[Testo selezionato]:
....

Samba a destra in Brasile
13ott0bre 2018 di Marco Consolo
Più di 147 milioni di brasiliani sono stati chiamati alle urne lo scorso 7 ottobre per eleggere Presidente, Vicepresidente, i componenti di Senato e Camera, governatori degli Stati. Si trattava delle prime elezioni dopo il colpo di Stato parlamentare contro la Presidente legittima Dilma Roussef, golpe che ha insediato Michel Temer, il cui governo “de facto”, tra le altre misure, ha congelato la spesa pubblica per i prossimi 20 anni, privatizzato a man bassa e reintrodotto il lavoro schiavistico.
Sfiora l’elezione al primo turno di Jair Bolsonaro (46% con 49.275.360 di voti), rappresentante dell’estrema destra golpista brasiliana, ex-capitano dell’esercito, un nostalgico della dittatura militare (1964-1985) con una lunga lista di dihiarazioni machiste, xenofobe e razziste, omofobiche. Bolsonaro era stato vittima di uno strano attentato durante la campagna. Ma nonostante la campagna brutale di manipolazione dell’opinione pubblica che negli ultimi giorni lo ha appoggiato, Bolsonaro dovrà andare al ballottaggio del 28 ottobre con Fernando Haddad del Partito dei Lavoratori (PT) che ha ottenuto il 29,3% (31.341.840 voti) insieme alla sua candidata a Vice-Presidente, Manuela d’Ávila del Partito Comunista del Brasile (PCdoB).
- Più indietro Ciro Gomes, del PDT (Partito democratico Laburista), con il 12,5% e 13.344.000 voti), mentre il grande sconfitto è stato il candidato del Partito Socialdemocratico (dell’ex-Presidente Fernando Henrique Cardoso) che ottiene solo il 4,7 %.
- A seguire il candidato di Michel Temer, del Movimiento Democrático Brasilero, che ha ottenuto solo il 2% e Marina Silva, della Red Ecologista, con l’1%, e 1.000.000 di voti, mentre nelle elezioni del 2014 era andata vicina al ballottaggio.

....

[Blocco dati]:
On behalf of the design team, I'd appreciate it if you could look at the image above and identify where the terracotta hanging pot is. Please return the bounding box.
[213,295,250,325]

....

[Compito assegnato]: Elenca tutti i partiti o le formazioni politiche nominati nel testo sulle elezioni brasiliane.

[Risposta scritta]:
- Partito dei Lavoratori (PT)
- Partito Comunista del Brasile (PCdoB)
- PDT (Partito democratico Laburista)
- Partito Socialdemocratico
- Movimiento Democrático Brasilero
- Red Ecologista